What the task requires: The data that follows must be transcribed in full and exactly, minus the pictures.

Extracted material:
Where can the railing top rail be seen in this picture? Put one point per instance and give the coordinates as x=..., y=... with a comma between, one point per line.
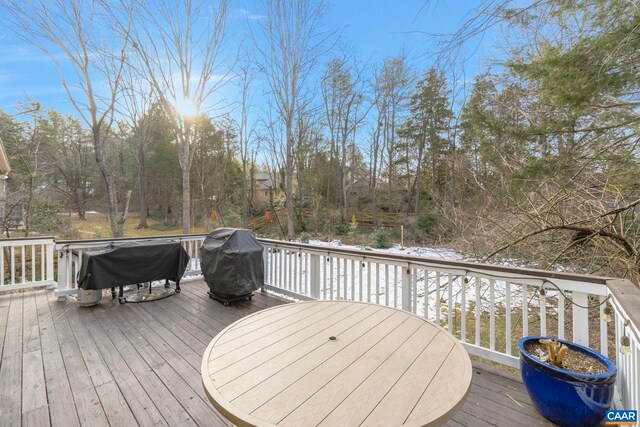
x=24, y=239
x=627, y=295
x=463, y=265
x=128, y=239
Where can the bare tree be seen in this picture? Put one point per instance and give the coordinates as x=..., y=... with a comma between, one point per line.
x=136, y=102
x=80, y=33
x=179, y=43
x=245, y=131
x=289, y=46
x=343, y=94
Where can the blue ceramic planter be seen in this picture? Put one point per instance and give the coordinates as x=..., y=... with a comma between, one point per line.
x=564, y=397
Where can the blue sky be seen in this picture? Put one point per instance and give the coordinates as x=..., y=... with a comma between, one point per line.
x=375, y=29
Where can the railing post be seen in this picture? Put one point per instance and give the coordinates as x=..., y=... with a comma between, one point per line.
x=314, y=276
x=50, y=264
x=63, y=274
x=406, y=288
x=580, y=318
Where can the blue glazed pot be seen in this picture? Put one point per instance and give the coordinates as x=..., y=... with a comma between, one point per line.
x=567, y=398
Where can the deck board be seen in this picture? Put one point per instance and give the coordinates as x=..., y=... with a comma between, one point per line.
x=112, y=364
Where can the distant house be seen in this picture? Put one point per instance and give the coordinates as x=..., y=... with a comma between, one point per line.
x=262, y=187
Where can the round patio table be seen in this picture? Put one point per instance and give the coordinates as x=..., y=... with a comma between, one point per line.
x=336, y=363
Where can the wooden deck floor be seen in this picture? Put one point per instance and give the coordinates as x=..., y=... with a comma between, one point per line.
x=122, y=365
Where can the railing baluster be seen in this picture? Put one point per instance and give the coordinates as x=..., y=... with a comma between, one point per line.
x=604, y=347
x=580, y=318
x=414, y=290
x=426, y=293
x=360, y=280
x=463, y=310
x=438, y=299
x=507, y=309
x=492, y=315
x=331, y=278
x=369, y=264
x=13, y=265
x=450, y=303
x=478, y=284
x=395, y=286
x=43, y=263
x=525, y=311
x=542, y=304
x=560, y=315
x=353, y=280
x=345, y=277
x=2, y=266
x=33, y=263
x=377, y=283
x=386, y=286
x=23, y=264
x=296, y=275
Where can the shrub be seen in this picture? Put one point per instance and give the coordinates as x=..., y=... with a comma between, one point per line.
x=427, y=221
x=353, y=227
x=381, y=238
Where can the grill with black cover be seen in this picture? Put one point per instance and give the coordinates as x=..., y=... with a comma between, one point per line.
x=232, y=264
x=129, y=263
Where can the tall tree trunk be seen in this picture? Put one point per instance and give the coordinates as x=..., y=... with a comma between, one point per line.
x=185, y=167
x=112, y=199
x=245, y=193
x=288, y=186
x=141, y=187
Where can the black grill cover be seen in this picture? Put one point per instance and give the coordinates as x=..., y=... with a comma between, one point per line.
x=232, y=262
x=131, y=263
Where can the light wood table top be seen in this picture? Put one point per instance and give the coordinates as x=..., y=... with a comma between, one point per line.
x=336, y=363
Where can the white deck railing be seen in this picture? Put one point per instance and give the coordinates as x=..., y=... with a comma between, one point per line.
x=26, y=263
x=488, y=307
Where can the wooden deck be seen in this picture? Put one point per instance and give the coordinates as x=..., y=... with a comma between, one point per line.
x=122, y=365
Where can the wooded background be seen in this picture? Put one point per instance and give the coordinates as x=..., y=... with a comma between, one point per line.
x=536, y=159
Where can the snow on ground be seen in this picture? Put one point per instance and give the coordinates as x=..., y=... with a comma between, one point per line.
x=434, y=291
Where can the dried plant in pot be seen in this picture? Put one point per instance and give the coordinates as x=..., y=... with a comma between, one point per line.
x=569, y=384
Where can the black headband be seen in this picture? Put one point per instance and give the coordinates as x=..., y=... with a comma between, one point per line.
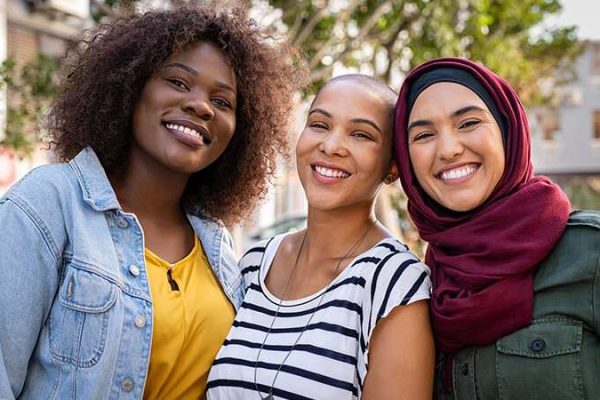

Written answer:
Where can the railing top rail be seen in this picture? Put one point per instance and give the coordinates as x=..., y=... with a comma between, one point per line.
x=24, y=239
x=627, y=295
x=463, y=265
x=128, y=239
Where can the bare tree be seen in this picture? Put one point per instance and give the coordinates as x=..., y=... with a comma between, one point per line.
x=136, y=102
x=80, y=33
x=179, y=43
x=245, y=131
x=289, y=46
x=343, y=94
Where can the blue ceramic planter be seen in this picture? Put one point per instance and give the coordinates as x=..., y=... with a comma between, one point per line.
x=564, y=397
Where can the blue sky be seen in this picture? Put one point per instance and give the coordinates as x=..., y=... with a comma between, one point per line.
x=375, y=29
Where can the railing post be seen in this picture? Put one point per instance and give the coordinates as x=..., y=... with a comma between, one point per line.
x=314, y=276
x=50, y=264
x=63, y=274
x=406, y=288
x=580, y=318
Where can the blue glazed pot be seen in this picture? Put one point per instance and give the coordinates as x=..., y=... with a comma between, one point per line.
x=567, y=398
Where can the deck board be seen in this picture? Put one point per instance and give the coordinates as x=..., y=... with a comma between, one point per line.
x=112, y=364
Where can the distant house be seen in this picture? Put one point per instance and give the coordinates as x=..., y=... with a comma between, one point per line.
x=262, y=187
Where can the round patio table be seen in this picture? Put one point per instance and give the coordinates as x=..., y=... with a comma between, one point per line.
x=336, y=363
Where can the wooden deck floor be seen in this picture? Put one point per instance and give the coordinates as x=..., y=... with a comma between, one point per line.
x=122, y=365
Where can the railing baluster be seen in this picture? Put one point per instance and give the coordinates as x=..., y=... with a comma between, one point per line.
x=604, y=347
x=580, y=318
x=414, y=290
x=426, y=293
x=360, y=280
x=463, y=310
x=438, y=299
x=507, y=309
x=492, y=315
x=331, y=278
x=369, y=264
x=13, y=265
x=450, y=303
x=478, y=284
x=395, y=286
x=43, y=263
x=525, y=311
x=542, y=304
x=560, y=315
x=353, y=280
x=345, y=277
x=2, y=266
x=33, y=263
x=377, y=283
x=386, y=286
x=23, y=264
x=296, y=275
Where can the shrub be seen in this picture? Put one point per instance and give the coordinates as x=..., y=... with a comma between, one point per line.
x=427, y=221
x=353, y=227
x=381, y=238
Where can the grill with black cover be seen in this picture? Put one point per instance and give the coordinates as x=..., y=... with a comma between, one point per line.
x=232, y=264
x=129, y=263
Where can the tall tree trunk be seen in this picture? Put one point per instance and give the coordinates as x=..., y=... with a comma between, one point per line.
x=185, y=167
x=112, y=199
x=245, y=193
x=288, y=186
x=141, y=187
Where can the black grill cover be seen in this picture? Put one point per instance and give the coordinates as x=..., y=... with a comma between, one point per line.
x=232, y=262
x=131, y=263
Where can the light wood table top be seen in this picture? Put one point per instance and give the coordinates as x=..., y=... with a comma between, one point per line.
x=336, y=363
Where can the white deck railing be seen in this picture? Put one point per instance and give the coordinates as x=..., y=... with a comma between, one point per line.
x=26, y=263
x=488, y=307
Where can the wooden deck be seen in this picture? Put one point per instance and give the coordinates as x=..., y=... with a comma between, one point per line.
x=122, y=365
Where can the wooded background be seen in this picture? Put one point per instance and give the coordinates as x=..., y=... with a comma between, one point per line.
x=536, y=159
Where can the snow on ground be seen in this picture? Put one point per instance and give the coordinates as x=..., y=... with a comma between, one point per line.
x=434, y=291
Where can the dried plant in pot be seen in this picture? Put one point per instance and give the coordinates as x=..., y=... with a comma between, one point per line.
x=569, y=384
Where can the black headband be seen in this picture? Put one point per instance and give the coordinates as x=..., y=... with a comma between, one point per line.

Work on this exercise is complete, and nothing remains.